───── Passage given ─────

Someone asked me once, "Why aren't there any good 'happy' songs?"

That caught me by surprise. I hadn't given it much thought.

My first reaction was that there are "happy" songs. "Don't Worry. Be Happy" pops into my mind.

But, is it a good song? And, isn't it based on the premise that we've all got something to be unhappy, or at least worried, about?

Well, songs are supposed to be "universal." That is, they touch on themes that a lot of people can identify with. Could loss, frustration, and unfulfillment be more universal than success, accomplishment, and satisfaction?

  • "I Can't Get No Satisfaction" vs. "I'm Satisfied With You"
  • "The Ballad of Billy Joe" vs. "I'm Getting Married in the Morning"
  • "Take This Job and Shove It" vs. "Along the Navajo Trail"

Think of the stereotype of the tormented artist. Are happy people less artistic and creative than unhappy people?

"More and more creative people find they do their best work when they're feeling healthy and secure. We know writers who no longer need to be drunk or in agony in order to shed the numbness of their daily routine and tap into the full powers of their imagination. We have filmmaker friends whose best work flows not from the depths of alienated self-doubt but rather from the heights of well-earned bliss. Singer-songwriter P.J. Harvey is the patron saint of this new breed. 'When I'm contented, I'm more open to receiving a lot of inspiration," she has testified. "I'm most creative when I feel safe and happy.'" — Rob Brezsny, PRONOIA Is the Antidote for Paranoia: How the Whole World Is Conspiring to Shower You with Blessings

I don't claim to have the ultimate answer to any or all of these questions. Speaking strictly for myself, I'm a lot happier now than I was 15+ years ago when I was a fledgling songwriter. But, my songs are better now. At least I think they are, and the feedback and success I'm having with them tells me other people think they are, too. Some of that may be due to my studying songwriting and practicing my craft.

But, I really feel that my happiness provides me with a safe emotional place in which to be creative.

"I definitely still have ... angst but I also wrote some songs that say it's okay to love, now. I'm happy in my life, and it's a bit easier to write happy songs when you are actually happy." — Miranda Lambert, quoted by Russell Hall in "Miranda Lambert's Revolution," BMI MusicWorld (received Dec 2009)

───── Dataset extract ─────

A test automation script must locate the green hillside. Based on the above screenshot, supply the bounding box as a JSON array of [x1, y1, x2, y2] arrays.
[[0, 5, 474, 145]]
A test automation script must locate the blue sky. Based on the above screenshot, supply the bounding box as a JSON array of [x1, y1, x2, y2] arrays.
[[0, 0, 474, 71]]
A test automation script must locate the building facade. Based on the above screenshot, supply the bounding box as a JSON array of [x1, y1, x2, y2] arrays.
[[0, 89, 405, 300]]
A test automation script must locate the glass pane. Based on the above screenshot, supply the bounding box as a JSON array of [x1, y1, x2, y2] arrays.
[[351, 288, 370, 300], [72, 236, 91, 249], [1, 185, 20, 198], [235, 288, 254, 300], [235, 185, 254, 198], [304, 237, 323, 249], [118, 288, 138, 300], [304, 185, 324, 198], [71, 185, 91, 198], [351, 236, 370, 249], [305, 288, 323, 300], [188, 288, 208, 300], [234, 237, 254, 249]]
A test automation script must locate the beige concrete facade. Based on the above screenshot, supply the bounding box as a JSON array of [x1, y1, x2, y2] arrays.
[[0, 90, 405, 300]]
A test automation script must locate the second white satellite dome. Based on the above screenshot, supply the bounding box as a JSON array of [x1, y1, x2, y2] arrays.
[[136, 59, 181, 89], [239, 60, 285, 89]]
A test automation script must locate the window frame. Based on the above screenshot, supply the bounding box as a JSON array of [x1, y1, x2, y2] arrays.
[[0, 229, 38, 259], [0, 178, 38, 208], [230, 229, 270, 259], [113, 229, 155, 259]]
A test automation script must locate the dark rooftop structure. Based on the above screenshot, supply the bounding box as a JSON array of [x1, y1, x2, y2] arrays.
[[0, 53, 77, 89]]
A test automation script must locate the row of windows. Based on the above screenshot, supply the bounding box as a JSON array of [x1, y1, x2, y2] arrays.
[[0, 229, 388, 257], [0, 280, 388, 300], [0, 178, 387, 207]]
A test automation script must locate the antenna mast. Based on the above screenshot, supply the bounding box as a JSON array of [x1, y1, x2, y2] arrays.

─────

Directives:
1. In the piece on happy songs, write out the stretch from "I don't claim" through "practicing my craft." again, substituting "beginning" for "fledgling".
2. Quote the rows word for word, taking the stretch from the row that contains "A test automation script must locate the building" through the end of the rows.

Exercise solutions:
1.
I don't claim to have the ultimate answer to any or all of these questions. Speaking strictly for myself, I'm a lot happier now than I was 15+ years ago when I was a beginning songwriter. But, my songs are better now. At least I think they are, and the feedback and success I'm having with them tells me other people think they are, too. Some of that may be due to my studying songwriting and practicing my craft.

2.
A test automation script must locate the building facade. Based on the above screenshot, supply the bounding box as a JSON array of [x1, y1, x2, y2] arrays.
[[0, 89, 405, 300]]
A test automation script must locate the glass pane. Based on the above screenshot, supply the bounding box as a JSON array of [x1, y1, x2, y2] arrays.
[[351, 288, 370, 300], [72, 236, 91, 249], [1, 185, 20, 198], [235, 288, 254, 300], [235, 185, 254, 198], [304, 237, 323, 249], [118, 288, 138, 300], [304, 185, 324, 198], [71, 185, 91, 198], [351, 236, 370, 249], [305, 288, 323, 300], [188, 288, 208, 300], [234, 237, 254, 249]]
A test automation script must locate the beige concrete facade. Based on the above screenshot, supply the bounding box as a JSON array of [x1, y1, x2, y2] arrays.
[[0, 90, 405, 300]]
A test automation script must locate the second white satellite dome. Based on the above screenshot, supply the bounding box as a JSON array of [x1, y1, x2, y2] arrays.
[[136, 59, 181, 89], [239, 60, 285, 89]]
A test automation script must locate the window frame. Based on the above screenshot, supply the bounding box as a JSON array of [x1, y1, x2, y2] arrays.
[[0, 229, 38, 259], [0, 178, 38, 208], [230, 229, 270, 259], [113, 229, 155, 259]]
A test automation script must locate the dark rooftop structure. Based on the above screenshot, supply the bounding box as a JSON array of [x1, y1, x2, y2] arrays.
[[0, 53, 77, 89]]
A test automation script must locate the row of windows. Based on the above screenshot, supply the bounding box as a JSON array of [x1, y1, x2, y2] arrays.
[[0, 229, 388, 257], [0, 280, 388, 300], [0, 178, 387, 207]]
A test automation script must locate the antenna mast. Based on the above screenshot, supply the bounding box as a JSON array of [x1, y1, x2, y2] arrays.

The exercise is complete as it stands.